--- start of Task material ---

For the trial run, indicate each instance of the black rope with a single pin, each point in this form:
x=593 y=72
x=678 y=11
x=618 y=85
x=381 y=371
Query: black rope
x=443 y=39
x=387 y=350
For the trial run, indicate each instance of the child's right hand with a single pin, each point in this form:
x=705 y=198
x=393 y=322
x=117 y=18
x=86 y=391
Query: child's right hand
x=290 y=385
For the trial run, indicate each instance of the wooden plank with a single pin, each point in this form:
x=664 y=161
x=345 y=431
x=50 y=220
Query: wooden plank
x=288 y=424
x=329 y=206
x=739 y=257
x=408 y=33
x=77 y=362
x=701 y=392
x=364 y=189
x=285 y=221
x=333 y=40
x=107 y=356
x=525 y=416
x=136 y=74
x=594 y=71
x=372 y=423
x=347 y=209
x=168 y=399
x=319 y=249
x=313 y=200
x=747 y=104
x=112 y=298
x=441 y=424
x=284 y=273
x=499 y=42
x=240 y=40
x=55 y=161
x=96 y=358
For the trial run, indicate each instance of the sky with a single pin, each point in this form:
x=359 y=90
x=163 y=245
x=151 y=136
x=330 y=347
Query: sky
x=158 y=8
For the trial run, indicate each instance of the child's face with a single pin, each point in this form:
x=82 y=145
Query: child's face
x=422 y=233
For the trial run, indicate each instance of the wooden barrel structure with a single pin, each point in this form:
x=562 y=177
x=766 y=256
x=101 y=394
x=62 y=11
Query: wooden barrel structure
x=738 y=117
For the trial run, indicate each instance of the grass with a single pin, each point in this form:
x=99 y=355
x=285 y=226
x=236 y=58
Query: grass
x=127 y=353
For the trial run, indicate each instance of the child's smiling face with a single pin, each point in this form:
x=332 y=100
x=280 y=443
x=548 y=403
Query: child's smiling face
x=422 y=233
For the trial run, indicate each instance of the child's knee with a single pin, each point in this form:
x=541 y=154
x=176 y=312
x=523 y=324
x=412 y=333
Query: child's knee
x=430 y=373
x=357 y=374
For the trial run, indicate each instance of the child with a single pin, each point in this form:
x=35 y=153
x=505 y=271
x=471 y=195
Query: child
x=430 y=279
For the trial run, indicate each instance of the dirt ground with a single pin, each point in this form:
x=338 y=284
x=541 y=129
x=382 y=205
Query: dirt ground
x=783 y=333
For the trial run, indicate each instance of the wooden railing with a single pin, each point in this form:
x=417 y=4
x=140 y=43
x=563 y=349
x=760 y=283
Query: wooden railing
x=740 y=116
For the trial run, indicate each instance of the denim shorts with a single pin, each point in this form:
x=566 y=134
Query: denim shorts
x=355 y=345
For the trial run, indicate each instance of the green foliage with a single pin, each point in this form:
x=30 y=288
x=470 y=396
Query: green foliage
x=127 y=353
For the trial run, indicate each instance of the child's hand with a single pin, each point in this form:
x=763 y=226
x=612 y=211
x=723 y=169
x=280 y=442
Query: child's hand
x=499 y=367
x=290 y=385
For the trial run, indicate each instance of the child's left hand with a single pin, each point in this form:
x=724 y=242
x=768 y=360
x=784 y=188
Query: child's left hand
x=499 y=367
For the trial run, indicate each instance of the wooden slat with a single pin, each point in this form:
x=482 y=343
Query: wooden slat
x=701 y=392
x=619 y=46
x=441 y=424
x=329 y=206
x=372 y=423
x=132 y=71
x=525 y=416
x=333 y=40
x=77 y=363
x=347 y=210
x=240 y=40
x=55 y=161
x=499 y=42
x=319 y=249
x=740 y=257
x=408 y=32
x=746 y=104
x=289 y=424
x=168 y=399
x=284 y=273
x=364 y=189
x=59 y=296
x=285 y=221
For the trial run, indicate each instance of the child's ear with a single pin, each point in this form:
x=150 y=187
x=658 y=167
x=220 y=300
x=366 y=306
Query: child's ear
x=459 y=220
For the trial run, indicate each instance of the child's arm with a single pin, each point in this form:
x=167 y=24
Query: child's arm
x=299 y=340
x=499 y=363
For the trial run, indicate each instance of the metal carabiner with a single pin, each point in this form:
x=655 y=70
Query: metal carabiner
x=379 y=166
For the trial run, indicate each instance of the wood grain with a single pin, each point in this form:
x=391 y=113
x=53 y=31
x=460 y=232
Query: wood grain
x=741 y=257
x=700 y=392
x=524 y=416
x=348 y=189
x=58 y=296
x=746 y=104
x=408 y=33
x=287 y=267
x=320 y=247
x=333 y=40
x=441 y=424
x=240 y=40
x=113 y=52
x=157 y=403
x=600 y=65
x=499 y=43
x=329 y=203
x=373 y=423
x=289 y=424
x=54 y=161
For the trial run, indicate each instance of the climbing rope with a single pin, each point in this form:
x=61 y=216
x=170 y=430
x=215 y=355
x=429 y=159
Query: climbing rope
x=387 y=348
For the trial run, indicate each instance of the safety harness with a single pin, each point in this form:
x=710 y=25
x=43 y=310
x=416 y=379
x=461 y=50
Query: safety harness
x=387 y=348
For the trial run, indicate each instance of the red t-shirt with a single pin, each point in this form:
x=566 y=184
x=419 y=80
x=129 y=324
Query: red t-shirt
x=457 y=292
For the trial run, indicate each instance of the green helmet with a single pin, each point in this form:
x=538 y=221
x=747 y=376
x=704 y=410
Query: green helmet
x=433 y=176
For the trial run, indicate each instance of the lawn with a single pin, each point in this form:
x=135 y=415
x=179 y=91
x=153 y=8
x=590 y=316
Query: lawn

--- end of Task material ---

Instructions for the task: Copy out the material above word for word, from the line containing "For the trial run, indicate each instance of the lawn" through the last line of the material, including both.

Reply:
For the trial run, indicate each instance of the lawn with a single pin, each point in this form:
x=135 y=415
x=179 y=91
x=153 y=8
x=590 y=316
Query: lawn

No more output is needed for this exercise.